### What the task requires
Tally the lines below that contain "flagpole". The number is the whole answer.

....................

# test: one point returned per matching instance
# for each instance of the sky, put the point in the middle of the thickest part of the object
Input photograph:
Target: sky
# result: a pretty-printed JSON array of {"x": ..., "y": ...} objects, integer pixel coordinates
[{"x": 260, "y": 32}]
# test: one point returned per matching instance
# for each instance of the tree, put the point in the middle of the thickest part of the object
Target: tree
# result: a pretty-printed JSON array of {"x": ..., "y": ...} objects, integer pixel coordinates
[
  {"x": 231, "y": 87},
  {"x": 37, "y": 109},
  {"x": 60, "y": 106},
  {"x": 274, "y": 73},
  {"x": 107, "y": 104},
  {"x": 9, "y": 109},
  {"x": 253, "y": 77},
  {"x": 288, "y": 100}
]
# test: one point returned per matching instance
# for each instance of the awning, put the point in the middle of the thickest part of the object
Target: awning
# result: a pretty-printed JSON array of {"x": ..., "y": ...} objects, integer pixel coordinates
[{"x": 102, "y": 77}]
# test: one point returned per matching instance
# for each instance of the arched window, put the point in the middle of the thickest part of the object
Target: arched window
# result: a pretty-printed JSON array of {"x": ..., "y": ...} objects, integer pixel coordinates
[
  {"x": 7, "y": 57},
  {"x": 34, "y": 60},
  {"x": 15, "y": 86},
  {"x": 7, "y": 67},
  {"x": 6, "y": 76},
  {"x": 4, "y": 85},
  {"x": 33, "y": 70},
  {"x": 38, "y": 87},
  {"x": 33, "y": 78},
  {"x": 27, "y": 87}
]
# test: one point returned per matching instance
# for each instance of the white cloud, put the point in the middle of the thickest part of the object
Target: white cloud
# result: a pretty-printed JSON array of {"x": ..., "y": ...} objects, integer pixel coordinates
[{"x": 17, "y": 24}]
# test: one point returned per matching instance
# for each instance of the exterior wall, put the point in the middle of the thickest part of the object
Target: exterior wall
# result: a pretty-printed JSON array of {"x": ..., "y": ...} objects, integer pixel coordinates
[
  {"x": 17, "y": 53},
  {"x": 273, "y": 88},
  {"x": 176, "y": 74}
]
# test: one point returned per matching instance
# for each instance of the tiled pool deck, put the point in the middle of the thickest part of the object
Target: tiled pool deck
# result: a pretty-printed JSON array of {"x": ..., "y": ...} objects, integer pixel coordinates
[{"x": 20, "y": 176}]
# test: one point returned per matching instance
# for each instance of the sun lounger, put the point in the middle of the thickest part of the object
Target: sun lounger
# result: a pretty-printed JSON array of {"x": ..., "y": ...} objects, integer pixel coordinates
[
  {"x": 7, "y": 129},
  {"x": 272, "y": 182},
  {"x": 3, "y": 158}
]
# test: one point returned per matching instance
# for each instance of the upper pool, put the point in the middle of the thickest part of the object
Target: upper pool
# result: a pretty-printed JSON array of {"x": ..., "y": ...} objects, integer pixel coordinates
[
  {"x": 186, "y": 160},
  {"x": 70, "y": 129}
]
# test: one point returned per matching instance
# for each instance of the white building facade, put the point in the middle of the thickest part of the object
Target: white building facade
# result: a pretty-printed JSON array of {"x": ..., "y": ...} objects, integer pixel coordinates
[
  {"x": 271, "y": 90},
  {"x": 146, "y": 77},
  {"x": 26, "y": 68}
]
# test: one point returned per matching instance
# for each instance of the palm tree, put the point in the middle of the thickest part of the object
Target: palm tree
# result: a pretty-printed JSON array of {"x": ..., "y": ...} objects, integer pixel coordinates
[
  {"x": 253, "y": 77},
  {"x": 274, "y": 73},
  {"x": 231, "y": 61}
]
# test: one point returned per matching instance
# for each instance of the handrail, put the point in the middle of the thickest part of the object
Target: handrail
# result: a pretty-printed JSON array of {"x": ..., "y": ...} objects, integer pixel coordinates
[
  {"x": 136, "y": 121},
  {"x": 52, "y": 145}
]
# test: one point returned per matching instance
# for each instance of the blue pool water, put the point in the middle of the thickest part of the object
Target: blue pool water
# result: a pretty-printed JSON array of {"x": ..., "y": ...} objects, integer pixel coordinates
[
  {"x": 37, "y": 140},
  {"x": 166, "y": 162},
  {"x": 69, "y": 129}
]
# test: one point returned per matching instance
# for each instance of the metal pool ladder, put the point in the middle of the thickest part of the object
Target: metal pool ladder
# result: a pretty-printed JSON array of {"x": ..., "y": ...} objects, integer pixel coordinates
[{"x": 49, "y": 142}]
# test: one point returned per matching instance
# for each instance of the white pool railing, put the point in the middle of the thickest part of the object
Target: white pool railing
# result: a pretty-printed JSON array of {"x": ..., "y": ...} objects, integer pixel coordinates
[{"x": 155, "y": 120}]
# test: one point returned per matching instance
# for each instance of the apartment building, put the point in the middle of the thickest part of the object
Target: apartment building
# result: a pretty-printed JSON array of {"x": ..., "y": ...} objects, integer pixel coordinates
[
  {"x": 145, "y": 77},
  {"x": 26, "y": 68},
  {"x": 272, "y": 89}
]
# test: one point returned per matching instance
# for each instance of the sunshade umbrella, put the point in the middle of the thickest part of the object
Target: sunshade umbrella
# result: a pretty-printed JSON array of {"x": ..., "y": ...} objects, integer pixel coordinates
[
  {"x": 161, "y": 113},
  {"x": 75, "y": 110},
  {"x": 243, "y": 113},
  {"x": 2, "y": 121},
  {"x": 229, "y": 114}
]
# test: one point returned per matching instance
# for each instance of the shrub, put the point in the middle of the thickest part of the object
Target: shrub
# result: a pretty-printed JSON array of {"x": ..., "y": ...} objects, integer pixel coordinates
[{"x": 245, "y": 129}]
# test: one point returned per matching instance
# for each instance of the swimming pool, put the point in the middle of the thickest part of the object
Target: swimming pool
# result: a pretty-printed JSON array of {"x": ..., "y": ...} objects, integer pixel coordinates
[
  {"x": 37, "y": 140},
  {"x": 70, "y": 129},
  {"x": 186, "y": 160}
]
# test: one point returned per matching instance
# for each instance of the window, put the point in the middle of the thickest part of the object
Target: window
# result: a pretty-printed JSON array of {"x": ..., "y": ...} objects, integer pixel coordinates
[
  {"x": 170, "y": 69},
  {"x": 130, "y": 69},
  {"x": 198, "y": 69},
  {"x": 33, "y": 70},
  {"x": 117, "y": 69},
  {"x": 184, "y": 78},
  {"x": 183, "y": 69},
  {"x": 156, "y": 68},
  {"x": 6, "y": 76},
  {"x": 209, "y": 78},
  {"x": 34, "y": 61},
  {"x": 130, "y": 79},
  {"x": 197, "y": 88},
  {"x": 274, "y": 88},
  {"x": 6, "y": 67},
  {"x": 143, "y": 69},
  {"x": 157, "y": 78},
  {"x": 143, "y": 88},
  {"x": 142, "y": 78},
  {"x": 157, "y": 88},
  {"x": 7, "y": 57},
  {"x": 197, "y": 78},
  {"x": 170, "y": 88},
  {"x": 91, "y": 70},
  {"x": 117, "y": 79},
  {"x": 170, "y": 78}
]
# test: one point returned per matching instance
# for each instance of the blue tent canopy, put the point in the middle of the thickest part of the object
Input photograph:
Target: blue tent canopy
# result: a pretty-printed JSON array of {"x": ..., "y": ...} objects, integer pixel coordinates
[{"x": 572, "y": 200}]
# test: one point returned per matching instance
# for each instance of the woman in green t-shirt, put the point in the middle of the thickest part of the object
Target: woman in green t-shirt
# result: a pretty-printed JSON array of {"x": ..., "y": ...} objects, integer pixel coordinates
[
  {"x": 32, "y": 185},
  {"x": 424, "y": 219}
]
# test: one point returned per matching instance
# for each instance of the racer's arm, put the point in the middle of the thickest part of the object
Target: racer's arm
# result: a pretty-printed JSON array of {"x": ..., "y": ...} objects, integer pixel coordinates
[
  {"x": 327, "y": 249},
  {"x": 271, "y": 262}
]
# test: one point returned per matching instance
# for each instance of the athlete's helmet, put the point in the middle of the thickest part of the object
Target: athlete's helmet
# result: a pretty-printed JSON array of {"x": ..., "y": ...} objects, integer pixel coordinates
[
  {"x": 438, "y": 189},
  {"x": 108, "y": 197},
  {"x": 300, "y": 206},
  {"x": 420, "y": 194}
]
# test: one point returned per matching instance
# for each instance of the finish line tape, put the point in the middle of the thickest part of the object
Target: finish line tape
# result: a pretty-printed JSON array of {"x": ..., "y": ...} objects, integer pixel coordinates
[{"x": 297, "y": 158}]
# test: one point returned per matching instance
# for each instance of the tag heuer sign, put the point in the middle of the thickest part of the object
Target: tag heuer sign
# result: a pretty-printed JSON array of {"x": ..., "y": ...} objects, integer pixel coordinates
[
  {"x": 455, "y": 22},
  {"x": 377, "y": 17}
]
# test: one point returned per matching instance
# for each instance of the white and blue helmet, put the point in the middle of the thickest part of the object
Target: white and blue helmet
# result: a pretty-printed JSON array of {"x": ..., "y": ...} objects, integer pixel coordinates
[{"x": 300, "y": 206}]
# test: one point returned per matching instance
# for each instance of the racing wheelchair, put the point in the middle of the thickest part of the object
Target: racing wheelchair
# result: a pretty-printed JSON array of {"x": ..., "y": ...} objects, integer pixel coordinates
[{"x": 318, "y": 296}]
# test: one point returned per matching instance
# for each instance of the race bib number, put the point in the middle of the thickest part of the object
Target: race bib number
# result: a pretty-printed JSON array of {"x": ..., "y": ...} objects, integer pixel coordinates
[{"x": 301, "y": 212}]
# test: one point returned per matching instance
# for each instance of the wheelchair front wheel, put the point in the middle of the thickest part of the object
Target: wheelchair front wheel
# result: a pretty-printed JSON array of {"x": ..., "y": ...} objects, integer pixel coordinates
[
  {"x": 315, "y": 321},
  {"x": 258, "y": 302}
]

....................

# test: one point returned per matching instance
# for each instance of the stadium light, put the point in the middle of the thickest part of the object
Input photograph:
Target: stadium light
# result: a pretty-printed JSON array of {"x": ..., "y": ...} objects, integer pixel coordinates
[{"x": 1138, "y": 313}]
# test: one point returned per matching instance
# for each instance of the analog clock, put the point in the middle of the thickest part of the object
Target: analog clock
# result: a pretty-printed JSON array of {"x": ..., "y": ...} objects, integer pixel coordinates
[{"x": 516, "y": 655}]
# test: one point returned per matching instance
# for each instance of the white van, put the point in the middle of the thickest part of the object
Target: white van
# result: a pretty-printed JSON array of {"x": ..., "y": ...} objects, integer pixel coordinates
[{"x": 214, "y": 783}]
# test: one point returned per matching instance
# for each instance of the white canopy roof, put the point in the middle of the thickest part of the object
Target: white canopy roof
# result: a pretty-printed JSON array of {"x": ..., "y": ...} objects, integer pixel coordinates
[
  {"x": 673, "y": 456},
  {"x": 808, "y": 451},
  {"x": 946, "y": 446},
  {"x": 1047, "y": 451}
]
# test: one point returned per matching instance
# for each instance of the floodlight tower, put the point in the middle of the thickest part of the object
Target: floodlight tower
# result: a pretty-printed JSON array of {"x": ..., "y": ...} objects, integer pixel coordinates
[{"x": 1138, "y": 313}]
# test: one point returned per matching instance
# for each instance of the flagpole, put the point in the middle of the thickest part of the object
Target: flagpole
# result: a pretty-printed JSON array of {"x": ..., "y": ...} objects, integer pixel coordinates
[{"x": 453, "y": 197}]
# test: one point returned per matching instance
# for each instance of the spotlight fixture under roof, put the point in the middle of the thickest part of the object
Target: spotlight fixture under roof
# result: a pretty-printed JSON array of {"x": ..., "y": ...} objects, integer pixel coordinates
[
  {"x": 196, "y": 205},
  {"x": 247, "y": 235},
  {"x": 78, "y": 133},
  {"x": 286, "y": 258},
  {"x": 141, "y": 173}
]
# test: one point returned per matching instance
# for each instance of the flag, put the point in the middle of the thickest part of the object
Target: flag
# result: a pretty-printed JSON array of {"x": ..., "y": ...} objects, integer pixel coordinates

....................

### Response area
2